- [What is required] Rewrite the listing from its first line through the line that has "point(91, 142)", keeping the requests, and multiply every point coordinate in the answers by 1.7, rounding to whole numbers with halves rounded up.

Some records
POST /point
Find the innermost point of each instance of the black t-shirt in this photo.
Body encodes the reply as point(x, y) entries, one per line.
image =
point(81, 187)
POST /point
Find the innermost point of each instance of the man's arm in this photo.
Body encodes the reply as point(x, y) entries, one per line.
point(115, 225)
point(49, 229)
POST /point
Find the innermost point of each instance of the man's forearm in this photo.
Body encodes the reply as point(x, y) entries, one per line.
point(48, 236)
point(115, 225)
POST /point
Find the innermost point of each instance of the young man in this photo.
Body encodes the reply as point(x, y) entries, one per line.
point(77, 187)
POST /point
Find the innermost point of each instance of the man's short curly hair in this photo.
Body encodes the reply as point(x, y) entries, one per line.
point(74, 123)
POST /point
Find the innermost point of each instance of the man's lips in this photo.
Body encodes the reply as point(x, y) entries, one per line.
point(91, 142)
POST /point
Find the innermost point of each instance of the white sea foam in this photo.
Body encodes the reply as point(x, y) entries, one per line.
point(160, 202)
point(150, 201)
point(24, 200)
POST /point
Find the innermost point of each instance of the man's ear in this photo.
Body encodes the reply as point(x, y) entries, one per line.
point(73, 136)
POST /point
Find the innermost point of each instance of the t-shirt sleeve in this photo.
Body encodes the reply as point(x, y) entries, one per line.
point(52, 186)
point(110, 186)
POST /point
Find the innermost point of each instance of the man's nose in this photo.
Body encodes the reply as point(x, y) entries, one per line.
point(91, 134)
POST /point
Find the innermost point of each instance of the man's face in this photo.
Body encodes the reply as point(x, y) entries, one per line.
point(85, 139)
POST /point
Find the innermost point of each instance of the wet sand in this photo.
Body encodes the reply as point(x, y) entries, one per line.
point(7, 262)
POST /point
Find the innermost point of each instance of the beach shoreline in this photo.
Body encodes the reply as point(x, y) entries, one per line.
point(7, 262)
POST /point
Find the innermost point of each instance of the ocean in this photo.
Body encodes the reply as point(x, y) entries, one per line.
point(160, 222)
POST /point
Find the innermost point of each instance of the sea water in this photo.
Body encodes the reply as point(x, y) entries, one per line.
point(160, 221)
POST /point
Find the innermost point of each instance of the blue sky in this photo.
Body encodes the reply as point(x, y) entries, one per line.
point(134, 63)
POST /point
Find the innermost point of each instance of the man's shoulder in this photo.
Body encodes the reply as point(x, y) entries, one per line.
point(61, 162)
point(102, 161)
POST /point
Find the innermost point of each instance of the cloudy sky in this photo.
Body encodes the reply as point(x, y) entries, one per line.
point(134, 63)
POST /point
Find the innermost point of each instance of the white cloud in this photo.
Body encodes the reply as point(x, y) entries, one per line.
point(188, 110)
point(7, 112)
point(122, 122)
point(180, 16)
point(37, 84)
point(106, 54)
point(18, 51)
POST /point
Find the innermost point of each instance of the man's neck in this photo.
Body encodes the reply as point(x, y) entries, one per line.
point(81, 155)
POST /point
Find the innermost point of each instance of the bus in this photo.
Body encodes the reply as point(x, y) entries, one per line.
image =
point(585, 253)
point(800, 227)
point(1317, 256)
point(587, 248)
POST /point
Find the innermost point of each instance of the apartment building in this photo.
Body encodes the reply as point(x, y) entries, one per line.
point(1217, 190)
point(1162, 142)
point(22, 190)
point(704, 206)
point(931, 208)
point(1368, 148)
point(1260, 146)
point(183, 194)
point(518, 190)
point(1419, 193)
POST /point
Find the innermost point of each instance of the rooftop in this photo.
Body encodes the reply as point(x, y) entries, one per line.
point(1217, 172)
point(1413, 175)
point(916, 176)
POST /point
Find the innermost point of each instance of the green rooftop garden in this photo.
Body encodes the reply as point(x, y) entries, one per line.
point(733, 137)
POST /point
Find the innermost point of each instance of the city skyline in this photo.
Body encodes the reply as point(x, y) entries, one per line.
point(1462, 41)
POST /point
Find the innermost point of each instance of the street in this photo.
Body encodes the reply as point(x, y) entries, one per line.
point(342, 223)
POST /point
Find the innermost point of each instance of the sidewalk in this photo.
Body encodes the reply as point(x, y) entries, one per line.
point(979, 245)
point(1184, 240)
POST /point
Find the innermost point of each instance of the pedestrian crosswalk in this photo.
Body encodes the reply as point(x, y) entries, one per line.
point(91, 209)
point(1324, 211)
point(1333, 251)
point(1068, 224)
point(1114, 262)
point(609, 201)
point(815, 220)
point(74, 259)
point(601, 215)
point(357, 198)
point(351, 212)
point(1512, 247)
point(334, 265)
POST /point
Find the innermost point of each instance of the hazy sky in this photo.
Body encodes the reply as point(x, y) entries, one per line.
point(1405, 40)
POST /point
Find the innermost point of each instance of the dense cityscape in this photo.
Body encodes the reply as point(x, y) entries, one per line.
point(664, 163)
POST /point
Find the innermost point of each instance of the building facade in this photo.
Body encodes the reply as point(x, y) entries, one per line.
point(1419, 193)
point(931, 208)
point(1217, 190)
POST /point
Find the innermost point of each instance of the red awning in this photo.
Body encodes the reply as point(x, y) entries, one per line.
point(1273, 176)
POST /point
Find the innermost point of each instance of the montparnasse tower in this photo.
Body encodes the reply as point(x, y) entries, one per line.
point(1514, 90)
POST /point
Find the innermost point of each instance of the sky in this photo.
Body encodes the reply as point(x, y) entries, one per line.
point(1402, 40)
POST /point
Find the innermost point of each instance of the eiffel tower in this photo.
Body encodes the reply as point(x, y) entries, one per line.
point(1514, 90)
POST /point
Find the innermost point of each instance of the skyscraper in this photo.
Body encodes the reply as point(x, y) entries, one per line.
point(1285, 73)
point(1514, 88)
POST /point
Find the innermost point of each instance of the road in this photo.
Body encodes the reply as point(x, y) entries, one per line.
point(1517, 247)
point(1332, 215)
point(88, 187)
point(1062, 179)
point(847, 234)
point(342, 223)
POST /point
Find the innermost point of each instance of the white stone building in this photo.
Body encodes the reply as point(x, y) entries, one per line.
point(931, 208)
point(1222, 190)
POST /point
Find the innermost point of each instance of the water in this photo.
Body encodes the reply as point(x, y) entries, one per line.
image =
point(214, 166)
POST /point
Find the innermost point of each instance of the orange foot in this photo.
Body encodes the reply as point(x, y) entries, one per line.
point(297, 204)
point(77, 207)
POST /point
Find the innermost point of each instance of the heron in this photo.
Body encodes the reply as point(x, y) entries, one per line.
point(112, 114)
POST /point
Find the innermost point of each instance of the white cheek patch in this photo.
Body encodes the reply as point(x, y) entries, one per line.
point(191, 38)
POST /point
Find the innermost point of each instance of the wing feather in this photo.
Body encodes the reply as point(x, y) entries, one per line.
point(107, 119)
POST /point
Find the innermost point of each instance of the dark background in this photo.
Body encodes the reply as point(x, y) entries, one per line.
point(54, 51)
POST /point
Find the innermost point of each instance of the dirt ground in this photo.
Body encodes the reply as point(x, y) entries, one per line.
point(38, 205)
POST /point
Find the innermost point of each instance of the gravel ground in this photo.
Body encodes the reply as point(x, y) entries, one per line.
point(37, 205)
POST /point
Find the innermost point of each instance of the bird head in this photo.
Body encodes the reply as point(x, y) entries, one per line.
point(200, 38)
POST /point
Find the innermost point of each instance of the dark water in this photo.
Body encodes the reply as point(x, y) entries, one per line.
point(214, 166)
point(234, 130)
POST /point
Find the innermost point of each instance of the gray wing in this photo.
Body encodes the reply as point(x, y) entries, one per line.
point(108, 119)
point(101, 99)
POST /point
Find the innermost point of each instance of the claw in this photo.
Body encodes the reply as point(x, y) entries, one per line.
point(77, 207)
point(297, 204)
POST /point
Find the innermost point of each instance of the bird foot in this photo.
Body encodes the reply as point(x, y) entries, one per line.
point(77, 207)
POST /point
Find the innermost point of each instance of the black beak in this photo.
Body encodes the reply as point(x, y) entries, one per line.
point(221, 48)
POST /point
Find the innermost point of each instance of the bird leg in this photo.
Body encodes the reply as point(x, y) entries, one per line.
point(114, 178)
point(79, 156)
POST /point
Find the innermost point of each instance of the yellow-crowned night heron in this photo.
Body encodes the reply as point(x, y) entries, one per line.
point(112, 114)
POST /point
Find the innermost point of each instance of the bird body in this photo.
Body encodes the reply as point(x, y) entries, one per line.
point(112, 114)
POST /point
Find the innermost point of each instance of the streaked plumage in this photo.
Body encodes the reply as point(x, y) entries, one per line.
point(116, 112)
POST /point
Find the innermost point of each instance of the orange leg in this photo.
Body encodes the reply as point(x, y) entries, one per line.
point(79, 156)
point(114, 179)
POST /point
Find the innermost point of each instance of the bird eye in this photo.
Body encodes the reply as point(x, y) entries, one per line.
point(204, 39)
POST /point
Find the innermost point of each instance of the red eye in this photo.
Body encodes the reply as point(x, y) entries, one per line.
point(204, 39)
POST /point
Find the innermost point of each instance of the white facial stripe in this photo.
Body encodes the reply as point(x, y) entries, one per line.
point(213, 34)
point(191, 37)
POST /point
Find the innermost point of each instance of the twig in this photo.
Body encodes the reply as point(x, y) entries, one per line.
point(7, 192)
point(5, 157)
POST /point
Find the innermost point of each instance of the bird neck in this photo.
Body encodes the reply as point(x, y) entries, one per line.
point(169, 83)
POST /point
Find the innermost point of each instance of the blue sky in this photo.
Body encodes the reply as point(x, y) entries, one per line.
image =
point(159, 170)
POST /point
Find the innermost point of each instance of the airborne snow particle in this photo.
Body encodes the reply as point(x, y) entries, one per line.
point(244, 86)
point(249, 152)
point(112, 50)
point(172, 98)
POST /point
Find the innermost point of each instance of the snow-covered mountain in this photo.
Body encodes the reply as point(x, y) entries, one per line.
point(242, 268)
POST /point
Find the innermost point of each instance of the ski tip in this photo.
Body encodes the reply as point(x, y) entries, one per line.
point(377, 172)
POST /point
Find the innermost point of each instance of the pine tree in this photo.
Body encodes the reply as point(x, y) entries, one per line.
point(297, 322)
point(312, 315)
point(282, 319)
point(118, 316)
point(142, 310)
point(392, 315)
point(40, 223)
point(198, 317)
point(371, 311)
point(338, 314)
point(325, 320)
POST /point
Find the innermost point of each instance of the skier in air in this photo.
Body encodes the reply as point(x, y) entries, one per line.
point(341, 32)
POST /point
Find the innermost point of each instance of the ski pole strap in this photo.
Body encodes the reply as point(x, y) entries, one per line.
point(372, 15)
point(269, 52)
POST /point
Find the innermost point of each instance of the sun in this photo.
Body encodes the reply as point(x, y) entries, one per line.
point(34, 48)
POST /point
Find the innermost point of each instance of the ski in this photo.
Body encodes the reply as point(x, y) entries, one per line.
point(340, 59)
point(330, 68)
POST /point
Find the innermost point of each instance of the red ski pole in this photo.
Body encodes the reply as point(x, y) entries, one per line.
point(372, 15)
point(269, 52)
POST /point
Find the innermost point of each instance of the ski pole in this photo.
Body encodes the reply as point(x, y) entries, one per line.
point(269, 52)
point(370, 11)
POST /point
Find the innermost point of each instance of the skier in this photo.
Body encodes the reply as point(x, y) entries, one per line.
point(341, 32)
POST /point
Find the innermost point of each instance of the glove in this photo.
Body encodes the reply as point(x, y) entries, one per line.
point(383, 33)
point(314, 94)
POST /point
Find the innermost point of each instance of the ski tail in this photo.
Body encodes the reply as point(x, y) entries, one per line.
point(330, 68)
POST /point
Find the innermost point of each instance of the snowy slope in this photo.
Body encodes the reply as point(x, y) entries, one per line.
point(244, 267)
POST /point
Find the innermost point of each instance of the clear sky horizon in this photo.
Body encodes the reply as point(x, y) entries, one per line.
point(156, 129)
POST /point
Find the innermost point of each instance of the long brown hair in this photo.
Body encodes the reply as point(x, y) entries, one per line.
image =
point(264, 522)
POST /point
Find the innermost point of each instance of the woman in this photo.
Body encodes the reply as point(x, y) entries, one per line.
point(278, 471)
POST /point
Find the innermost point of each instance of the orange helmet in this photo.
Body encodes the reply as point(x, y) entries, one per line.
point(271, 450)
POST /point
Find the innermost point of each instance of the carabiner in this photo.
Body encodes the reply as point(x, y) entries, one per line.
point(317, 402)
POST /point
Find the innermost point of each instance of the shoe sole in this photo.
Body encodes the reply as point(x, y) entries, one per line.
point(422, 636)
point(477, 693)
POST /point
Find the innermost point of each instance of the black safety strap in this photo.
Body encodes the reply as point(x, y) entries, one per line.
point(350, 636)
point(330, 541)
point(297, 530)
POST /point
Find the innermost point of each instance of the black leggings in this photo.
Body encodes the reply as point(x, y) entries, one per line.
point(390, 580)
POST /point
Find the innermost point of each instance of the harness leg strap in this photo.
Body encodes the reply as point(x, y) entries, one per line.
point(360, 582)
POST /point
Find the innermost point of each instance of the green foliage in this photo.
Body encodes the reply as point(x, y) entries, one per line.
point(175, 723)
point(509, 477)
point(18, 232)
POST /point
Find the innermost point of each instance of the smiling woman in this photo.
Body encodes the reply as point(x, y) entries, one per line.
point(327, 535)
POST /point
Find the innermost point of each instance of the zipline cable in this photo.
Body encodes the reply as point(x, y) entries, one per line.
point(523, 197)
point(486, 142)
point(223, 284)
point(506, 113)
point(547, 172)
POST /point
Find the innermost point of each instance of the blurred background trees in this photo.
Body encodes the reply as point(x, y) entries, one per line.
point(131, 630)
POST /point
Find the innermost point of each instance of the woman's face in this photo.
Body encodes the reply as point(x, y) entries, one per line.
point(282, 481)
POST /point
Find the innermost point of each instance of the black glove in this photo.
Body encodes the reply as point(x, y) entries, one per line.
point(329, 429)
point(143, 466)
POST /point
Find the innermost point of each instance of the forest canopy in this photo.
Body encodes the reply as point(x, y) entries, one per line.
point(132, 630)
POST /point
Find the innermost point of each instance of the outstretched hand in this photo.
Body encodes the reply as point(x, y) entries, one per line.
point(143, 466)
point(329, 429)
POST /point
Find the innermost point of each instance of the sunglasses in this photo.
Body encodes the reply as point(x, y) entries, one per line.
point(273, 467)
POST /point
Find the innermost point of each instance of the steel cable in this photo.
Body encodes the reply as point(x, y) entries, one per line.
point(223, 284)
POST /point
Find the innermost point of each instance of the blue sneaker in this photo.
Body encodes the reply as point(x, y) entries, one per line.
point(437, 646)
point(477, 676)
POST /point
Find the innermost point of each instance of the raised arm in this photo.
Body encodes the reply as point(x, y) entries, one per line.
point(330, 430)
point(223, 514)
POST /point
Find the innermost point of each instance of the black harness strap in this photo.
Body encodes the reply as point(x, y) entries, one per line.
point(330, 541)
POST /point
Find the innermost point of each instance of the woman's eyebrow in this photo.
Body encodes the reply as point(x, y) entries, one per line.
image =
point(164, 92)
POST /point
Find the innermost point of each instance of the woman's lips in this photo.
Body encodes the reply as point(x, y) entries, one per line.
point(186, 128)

- [Exercise solution]
POST /point
Find the innermost point of each instance of the black t-shirt in this photo.
Body encodes the reply as point(x, y) entries, one per line.
image =
point(138, 318)
POST /point
Find the innermost point of each instance of the man's arm in this photo.
Body encodes the reply as point(x, y) entries, one per line.
point(196, 383)
point(83, 389)
POST /point
Find the innermost point of each instance of the man's forearm in this photo.
Body encodes the reply as point(x, y) entries, one per line.
point(82, 401)
point(196, 383)
POST /point
Find the innermost point of each instance of the young man in this photo.
Body encodes the reply as point(x, y) entries, one per line.
point(131, 318)
POST /point
Find the innermost point of each instance of the man's short curly hair in this photo.
Body encodes the reply as point(x, y) entries, one per line.
point(126, 209)
POST /point
Find the innermost point of each instance of the man's lips in this photo.
Body encodes the reply as point(x, y) entries, one per line.
point(155, 241)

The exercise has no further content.